_QUESTIONS ON THE MATERIAL:_
1) Answer these from the seminar listing:
(a) In what year did Margarete Wolf study the questions for non-commuting variables?
(b) Which prize did Carola-Bibiane Schönlieb win in 2017?
(c) What institution is given for Daniel Lawson?
2) Quote the seminar listing word for word, starting with the words "16:00 - 17:00" and ending after "- 14:00 (M113)".
3) Does each statement agree with the seminar listing? Answer yes or no and quote the words that decide it.
(a) Wolf found a finite algebraic basis for symmetric functions in more than one non-commuting variable.
(b) The talk on 9 November 2018 took place in M113.
(c) Deep neural networks are one of the parametrisations discussed in Schönlieb's talk.

In 1939 Margarete Wolf studied the analagous questions for non-commuting variables. She showed that there is no finite algebraic basis for the algebra of symmetric functions in d > 1 non-commuting variables, so there is no finite set of 'elementary symmetric functions' in the non-commutative case.

Nevertheless, Jim Agler, John McCarthy and I have recently proved analogues of Girard's and Waring's theorems for symmetric functions in two non-commuting variables. We find three free polynomials f, g, h in two non-commuting indeterminates x, y such that every symmetric polynomial in x and y can be written as a polynomial in f, g, h, and 1/g. In particular, power sums can be written explicitly in terms of f, g, and h.

### 9 November 2018

16:00 - 17:00 (M113)

**Speaker: **Carola-Bibiane Schönlieb (Cambridge)

**Title:** Deep and shallow learning approaches for regularised inversion in imaging

**Abstract:** In this talk we discuss the idea of data-driven regularisers for inverse imaging problems, investigating two parametrisation: total variation type regularisers and deep neural networks. This talk is based on joint works with J. C. De Los Reyes, L. Calatroni, C. Chung, T. Valkonen, S. Lunz and O. Oektem.

Carola-Bibiane works in image processing and PDE. She won the Whitehead prize in 2016 "for her spectacular contributions to the mathematics of image analysis", and the Philip Leverhulme Prize in 2017.

### 3 March 2017

13:00 - 14:00 (M113)

**Speaker:** Daniel Lawson (University of Bristol)

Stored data
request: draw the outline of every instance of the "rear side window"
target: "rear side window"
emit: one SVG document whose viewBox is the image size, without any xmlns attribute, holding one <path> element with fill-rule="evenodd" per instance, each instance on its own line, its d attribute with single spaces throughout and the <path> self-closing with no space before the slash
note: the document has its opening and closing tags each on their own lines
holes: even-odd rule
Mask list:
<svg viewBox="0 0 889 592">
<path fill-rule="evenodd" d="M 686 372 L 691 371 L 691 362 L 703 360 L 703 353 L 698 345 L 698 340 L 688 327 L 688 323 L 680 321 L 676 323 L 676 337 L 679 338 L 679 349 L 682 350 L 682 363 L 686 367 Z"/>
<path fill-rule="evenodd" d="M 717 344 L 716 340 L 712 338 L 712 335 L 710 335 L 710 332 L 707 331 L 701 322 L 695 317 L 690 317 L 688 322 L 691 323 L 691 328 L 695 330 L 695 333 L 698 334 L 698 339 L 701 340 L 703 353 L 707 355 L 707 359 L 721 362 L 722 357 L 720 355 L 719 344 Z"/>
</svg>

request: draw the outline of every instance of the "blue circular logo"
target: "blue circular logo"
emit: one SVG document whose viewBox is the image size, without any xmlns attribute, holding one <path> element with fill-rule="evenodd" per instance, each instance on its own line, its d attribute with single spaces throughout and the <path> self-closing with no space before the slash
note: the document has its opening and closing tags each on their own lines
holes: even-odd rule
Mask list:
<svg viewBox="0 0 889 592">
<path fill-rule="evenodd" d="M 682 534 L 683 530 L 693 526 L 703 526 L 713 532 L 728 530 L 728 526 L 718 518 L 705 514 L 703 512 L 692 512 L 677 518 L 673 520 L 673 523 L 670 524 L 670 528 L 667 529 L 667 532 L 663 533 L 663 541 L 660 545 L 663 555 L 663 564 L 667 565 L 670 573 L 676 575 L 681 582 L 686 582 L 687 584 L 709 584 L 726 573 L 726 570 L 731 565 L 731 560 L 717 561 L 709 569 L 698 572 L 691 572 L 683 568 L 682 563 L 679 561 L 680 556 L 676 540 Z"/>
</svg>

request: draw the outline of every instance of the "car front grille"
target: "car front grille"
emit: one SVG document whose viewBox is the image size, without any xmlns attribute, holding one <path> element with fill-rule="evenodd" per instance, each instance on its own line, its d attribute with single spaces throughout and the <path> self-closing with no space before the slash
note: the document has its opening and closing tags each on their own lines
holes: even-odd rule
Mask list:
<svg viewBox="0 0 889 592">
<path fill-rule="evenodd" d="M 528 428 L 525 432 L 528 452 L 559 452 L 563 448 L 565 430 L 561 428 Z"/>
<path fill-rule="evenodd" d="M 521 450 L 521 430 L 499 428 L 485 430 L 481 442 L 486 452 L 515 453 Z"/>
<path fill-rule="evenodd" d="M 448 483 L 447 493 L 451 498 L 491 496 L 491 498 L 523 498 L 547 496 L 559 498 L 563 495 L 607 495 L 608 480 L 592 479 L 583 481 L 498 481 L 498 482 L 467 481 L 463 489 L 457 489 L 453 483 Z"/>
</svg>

_RESPONSES:_
1)
(a) 1939
(b) The Philip Leverhulme Prize
(c) The University of Bristol

2)
16:00 - 17:00 (M113)

**Speaker: **Carola-Bibiane Schönlieb (Cambridge)

**Title:** Deep and shallow learning approaches for regularised inversion in imaging

**Abstract:** In this talk we discuss the idea of data-driven regularisers for inverse imaging problems, investigating two parametrisation: total variation type regularisers and deep neural networks. This talk is based on joint works with J. C. De Los Reyes, L. Calatroni, C. Chung, T. Valkonen, S. Lunz and O. Oektem.

Carola-Bibiane works in image processing and PDE. She won the Whitehead prize in 2016 "for her spectacular contributions to the mathematics of image analysis", and the Philip Leverhulme Prize in 2017.

### 3 March 2017

13:00 - 14:00 (M113)

3)
(a) No: "there is no finite algebraic basis for the algebra of symmetric functions in d > 1 non-commuting variables"
(b) Yes: "16:00 - 17:00 (M113)"
(c) Yes: "investigating two parametrisation: total variation type regularisers and deep neural networks"